▸ MATERIAL FOR THIS TASK:
○ ○ ○ ○

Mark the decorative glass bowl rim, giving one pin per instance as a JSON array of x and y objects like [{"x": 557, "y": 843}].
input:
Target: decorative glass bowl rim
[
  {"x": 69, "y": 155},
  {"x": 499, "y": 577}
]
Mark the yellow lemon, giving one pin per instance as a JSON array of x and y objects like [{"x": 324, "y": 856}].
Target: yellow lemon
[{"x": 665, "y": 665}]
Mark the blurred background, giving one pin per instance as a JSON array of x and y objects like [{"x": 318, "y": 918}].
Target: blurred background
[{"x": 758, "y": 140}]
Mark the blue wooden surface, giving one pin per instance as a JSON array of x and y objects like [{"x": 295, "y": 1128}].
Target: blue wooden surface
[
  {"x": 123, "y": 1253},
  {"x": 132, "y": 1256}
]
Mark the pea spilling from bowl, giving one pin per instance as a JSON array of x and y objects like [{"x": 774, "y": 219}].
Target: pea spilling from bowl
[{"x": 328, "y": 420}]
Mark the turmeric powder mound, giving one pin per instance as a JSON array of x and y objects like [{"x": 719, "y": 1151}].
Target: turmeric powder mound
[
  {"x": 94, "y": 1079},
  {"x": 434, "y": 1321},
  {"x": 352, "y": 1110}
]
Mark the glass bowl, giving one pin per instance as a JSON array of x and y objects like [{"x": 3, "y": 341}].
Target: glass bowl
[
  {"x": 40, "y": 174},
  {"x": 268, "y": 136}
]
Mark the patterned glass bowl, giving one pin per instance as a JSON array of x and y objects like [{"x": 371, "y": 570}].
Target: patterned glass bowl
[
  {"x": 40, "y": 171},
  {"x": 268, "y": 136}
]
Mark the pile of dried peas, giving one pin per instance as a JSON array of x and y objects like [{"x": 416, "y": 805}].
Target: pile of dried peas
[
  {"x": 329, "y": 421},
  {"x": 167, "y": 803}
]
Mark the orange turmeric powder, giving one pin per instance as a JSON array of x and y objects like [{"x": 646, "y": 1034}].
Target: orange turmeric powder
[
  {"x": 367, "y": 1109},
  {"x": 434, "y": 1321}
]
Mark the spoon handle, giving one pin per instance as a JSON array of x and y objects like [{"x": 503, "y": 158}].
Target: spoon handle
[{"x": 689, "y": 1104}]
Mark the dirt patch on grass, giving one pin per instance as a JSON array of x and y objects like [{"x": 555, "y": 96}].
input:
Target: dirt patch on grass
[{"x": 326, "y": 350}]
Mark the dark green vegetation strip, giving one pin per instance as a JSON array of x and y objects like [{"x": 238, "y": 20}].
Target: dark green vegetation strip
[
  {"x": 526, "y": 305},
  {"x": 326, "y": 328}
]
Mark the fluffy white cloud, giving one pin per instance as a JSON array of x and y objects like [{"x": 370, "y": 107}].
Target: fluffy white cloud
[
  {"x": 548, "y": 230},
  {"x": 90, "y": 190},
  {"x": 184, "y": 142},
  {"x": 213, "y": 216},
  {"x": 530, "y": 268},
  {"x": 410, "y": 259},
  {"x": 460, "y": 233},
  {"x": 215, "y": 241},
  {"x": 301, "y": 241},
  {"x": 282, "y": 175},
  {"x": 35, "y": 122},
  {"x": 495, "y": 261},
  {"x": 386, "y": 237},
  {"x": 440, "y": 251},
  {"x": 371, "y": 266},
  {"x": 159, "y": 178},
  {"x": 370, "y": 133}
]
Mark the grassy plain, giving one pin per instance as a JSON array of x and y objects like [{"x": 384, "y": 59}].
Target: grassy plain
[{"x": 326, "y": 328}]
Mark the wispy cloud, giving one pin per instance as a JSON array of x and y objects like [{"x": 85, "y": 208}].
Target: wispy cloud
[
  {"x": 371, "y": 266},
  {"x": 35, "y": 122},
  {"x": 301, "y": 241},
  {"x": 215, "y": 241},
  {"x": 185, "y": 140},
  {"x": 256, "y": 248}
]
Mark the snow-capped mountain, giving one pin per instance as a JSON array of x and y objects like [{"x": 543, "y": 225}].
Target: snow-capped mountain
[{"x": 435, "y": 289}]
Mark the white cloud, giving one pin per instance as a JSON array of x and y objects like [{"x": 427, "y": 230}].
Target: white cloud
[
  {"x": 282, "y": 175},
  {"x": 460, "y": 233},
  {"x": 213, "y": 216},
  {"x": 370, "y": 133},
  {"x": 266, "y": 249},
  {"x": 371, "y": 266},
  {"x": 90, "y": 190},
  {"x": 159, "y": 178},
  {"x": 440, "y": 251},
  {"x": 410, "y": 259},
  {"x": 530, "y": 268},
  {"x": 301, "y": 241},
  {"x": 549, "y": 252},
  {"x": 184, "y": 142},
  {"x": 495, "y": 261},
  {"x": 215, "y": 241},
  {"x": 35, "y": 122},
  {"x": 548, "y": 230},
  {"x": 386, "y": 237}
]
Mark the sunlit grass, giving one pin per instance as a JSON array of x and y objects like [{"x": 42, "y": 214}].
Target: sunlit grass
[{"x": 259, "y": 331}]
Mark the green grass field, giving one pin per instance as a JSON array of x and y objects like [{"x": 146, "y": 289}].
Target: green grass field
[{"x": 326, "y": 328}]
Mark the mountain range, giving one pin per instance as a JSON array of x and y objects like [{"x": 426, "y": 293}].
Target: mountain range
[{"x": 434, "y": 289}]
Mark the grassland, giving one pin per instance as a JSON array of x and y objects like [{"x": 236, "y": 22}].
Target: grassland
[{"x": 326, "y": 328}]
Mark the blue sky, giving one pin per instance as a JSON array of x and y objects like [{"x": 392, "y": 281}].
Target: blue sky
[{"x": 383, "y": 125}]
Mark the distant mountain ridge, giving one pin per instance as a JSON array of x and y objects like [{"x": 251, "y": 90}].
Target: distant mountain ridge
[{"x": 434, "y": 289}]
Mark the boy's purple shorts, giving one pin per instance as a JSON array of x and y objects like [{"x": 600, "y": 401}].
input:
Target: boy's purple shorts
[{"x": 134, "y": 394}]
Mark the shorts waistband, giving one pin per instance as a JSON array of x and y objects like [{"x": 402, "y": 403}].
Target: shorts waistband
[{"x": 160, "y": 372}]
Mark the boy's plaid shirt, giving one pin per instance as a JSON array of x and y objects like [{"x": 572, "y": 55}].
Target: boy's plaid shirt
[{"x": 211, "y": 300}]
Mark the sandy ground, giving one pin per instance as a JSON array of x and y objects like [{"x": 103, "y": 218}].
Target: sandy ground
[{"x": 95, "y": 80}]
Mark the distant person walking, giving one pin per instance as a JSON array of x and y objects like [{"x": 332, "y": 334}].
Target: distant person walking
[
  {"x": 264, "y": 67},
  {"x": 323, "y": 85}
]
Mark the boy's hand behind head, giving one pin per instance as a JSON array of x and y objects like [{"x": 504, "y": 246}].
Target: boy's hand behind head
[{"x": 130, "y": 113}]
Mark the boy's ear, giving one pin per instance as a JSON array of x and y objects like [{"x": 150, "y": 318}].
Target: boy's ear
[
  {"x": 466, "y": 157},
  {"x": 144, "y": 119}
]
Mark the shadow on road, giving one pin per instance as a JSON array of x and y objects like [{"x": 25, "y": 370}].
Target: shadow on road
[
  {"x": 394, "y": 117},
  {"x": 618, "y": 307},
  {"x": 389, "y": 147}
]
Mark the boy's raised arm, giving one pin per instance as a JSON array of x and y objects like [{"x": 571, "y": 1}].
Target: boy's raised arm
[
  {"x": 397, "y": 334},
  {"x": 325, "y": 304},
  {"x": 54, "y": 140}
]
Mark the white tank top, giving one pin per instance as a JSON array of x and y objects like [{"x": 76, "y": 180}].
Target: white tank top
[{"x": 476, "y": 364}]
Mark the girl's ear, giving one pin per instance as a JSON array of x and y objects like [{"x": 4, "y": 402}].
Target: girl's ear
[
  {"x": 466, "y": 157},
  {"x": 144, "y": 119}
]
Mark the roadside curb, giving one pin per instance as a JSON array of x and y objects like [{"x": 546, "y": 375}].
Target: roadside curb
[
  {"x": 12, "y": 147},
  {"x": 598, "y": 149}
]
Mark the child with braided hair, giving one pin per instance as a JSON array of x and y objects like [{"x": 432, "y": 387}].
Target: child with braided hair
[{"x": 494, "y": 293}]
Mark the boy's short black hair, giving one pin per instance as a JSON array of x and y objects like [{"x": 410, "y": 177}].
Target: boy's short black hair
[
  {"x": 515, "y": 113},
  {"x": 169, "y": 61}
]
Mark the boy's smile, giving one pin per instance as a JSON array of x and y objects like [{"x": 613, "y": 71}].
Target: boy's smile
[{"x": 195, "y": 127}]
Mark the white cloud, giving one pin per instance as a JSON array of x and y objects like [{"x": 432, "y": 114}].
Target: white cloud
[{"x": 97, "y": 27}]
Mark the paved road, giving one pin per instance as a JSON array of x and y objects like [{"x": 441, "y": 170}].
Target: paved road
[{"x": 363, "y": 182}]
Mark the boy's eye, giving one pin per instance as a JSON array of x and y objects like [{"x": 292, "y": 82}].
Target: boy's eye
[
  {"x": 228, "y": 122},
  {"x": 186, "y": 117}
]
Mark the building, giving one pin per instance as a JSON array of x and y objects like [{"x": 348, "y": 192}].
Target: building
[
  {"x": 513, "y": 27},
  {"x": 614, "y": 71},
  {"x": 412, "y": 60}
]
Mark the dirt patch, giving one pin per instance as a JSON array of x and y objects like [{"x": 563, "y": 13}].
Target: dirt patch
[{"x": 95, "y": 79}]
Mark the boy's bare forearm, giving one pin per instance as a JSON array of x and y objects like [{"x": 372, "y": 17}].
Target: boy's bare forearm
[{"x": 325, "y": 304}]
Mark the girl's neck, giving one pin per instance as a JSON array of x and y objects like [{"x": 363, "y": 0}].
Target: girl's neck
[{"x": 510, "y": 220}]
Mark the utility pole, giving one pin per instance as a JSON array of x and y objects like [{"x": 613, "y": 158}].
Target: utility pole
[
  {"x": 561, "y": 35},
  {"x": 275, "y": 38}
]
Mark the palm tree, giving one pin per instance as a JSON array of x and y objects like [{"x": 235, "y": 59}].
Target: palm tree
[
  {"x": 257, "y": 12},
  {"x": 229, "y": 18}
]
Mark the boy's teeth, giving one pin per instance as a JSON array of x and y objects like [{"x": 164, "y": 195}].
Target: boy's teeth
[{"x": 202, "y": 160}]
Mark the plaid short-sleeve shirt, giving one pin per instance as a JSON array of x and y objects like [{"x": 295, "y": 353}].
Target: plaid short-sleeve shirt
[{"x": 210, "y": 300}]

○ ○ ○ ○

Starting at the line with "Mark the dirt patch, giving", copy every line up to and including the last one in the entries above.

▸ TASK RESULT:
Mark the dirt patch, giving one pin per instance as a JSON array of x and y objects like [{"x": 563, "y": 13}].
Target: dirt patch
[{"x": 95, "y": 79}]
Mark the boy's bare forearm, giving one pin per instance as a JSON array of x and y objects like [{"x": 372, "y": 17}].
Target: boy's bare forearm
[{"x": 325, "y": 304}]
Mark the girl's neck, giving one pin per instance as a JSON array of x and y objects like [{"x": 363, "y": 0}].
Target: girl's neck
[{"x": 510, "y": 220}]
Mark the utility pole, giving one pin per instance as a JSON array of x and y objects like [{"x": 613, "y": 158}].
Target: utility pole
[
  {"x": 561, "y": 35},
  {"x": 275, "y": 38}
]
Mark the palm tree, giving one pin per instance as a JSON array of x and y objects like [{"x": 235, "y": 59}].
Target: palm tree
[
  {"x": 257, "y": 12},
  {"x": 229, "y": 18}
]
Mark the boy's teeth, giving one pin per instance as a JSON array of x and y objects like [{"x": 164, "y": 195}].
Target: boy's teeth
[{"x": 202, "y": 160}]
Mark the plaid short-sleeve shirt, giving one pin per instance as a JSON array of x and y objects like [{"x": 295, "y": 353}].
Target: plaid short-sleeve shirt
[{"x": 210, "y": 300}]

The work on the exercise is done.